> **BRONTEKST**:
————————

Hoofdstuk 20    1906     Nog twee kinderen

 

Het is een meisje. Oma heet Johanna Magdalena, het meisje dat in 1906 wordt geboren heet Magdalena Johanna. 

Ze wordt geboren in ’s Gravenhage, op 27 mei om 6 uur in de ochtend. 

Waarschijnlijk op een woonwagenkamp aan de Waldorpstraat. Waarom ik dat denk? Omdat, er in de veroordeling van Hillegien van vorig jaar stond:" woonachtig Waldorpstraat ’s Gravenhage."

In de geboorteakte van Magdalena Johanna staat dat Barend stoelenmatter is. Hij heeft zijn beroep gewoon voortgezet, na het ongeluk met de tram. Waarom ook niet? Het zou best gaan met 1 been. 

Drie jaar verder in de tijd.

1909 

We zijn nu even in Vlaardingen. Daar wordt op 25-10-1909 een jongen geboren. Ze noemen hem Barend. Hij wordt geboren op de 1ste Afrolsteeg in Vlaardingen.

————————

> **GEGEVENSREGELS**:

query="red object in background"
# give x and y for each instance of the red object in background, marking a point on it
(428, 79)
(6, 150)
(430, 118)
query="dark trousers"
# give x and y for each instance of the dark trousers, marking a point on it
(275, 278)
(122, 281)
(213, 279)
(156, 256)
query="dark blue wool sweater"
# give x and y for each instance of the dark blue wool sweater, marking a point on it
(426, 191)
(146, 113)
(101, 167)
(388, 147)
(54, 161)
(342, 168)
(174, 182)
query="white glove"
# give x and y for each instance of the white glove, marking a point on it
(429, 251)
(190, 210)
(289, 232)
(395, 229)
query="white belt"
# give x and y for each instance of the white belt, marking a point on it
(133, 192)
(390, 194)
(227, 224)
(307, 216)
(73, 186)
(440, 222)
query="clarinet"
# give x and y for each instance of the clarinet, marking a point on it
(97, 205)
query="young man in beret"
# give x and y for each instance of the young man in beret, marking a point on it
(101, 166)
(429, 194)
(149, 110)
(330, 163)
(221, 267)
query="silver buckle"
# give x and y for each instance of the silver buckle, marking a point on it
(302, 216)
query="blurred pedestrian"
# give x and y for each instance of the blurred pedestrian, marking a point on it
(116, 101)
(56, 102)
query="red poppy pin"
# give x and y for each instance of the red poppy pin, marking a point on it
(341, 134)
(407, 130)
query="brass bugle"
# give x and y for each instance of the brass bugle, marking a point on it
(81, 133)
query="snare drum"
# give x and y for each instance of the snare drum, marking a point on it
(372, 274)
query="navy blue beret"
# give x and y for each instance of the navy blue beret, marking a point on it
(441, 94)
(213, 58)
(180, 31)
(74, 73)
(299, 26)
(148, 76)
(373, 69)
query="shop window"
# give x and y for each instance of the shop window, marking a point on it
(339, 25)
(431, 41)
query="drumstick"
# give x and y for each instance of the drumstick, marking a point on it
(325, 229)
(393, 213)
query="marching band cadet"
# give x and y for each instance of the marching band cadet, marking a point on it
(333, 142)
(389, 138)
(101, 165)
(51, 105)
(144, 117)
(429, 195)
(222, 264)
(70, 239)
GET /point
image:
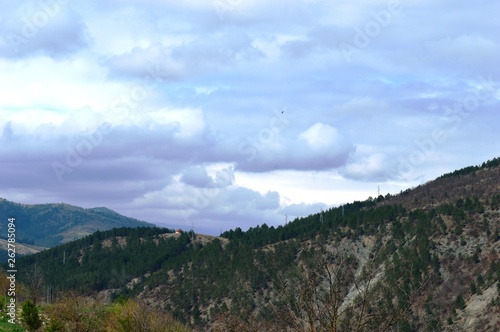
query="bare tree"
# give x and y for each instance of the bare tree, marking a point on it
(333, 291)
(34, 284)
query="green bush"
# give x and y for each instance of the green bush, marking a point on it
(30, 316)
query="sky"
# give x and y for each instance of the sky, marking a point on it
(218, 114)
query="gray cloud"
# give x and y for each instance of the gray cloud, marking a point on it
(42, 27)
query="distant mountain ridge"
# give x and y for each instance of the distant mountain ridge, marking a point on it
(48, 225)
(427, 259)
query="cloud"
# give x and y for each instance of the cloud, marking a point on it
(197, 176)
(207, 53)
(42, 27)
(320, 147)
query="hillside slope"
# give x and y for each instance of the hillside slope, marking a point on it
(427, 259)
(47, 225)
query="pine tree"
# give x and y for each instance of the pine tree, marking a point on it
(30, 316)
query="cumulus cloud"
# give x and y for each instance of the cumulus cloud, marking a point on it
(319, 147)
(42, 27)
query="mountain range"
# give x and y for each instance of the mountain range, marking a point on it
(426, 259)
(48, 225)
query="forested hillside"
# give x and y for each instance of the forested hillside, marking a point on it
(427, 259)
(48, 225)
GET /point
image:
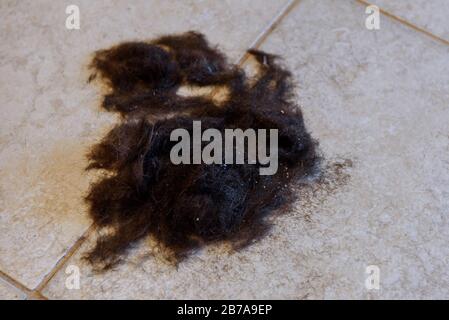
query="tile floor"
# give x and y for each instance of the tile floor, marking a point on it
(379, 98)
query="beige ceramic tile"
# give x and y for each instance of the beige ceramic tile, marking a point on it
(429, 15)
(50, 115)
(378, 98)
(8, 292)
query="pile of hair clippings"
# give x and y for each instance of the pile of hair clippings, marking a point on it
(182, 207)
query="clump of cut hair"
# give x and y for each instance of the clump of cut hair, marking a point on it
(184, 206)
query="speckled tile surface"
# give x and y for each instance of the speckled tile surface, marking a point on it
(429, 15)
(50, 115)
(8, 292)
(378, 98)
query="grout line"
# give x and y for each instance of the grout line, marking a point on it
(269, 29)
(61, 262)
(408, 24)
(14, 283)
(264, 34)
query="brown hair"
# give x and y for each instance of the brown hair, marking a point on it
(184, 206)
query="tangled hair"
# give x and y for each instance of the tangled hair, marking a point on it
(185, 206)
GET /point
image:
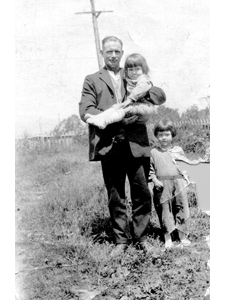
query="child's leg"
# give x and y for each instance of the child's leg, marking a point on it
(168, 240)
(109, 116)
(181, 211)
(163, 205)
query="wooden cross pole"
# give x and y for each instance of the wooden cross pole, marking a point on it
(95, 15)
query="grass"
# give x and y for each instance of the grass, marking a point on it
(63, 227)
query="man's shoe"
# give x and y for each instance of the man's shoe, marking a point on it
(118, 250)
(144, 246)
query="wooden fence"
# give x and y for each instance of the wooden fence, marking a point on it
(67, 139)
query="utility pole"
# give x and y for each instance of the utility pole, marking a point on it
(95, 14)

————————

> **DOELEN**:
1) Zet de alinea uit de brontekst die begint met "In de geboorteakte van Magdalena Johanna" om in een beknopte opsomming. Behoud de belangrijkste feiten.
2) Kopieer uit de brontekst woord voor woord het stuk dat begint bij "Hoofdstuk 20    1906     Nog" en eindigt bij "heet Magdalena Johanna.".

> **ANTWOORDEN PER OPDRACHT**:
1)
- Volgens de geboorteakte van Magdalena Johanna is Barend stoelenmatter.
- Na het ongeluk met de tram zette hij zijn beroep voort.
- Met één been zou dat best gaan.

2)
Hoofdstuk 20    1906     Nog twee kinderen

 

Het is een meisje. Oma heet Johanna Magdalena, het meisje dat in 1906 wordt geboren heet Magdalena Johanna.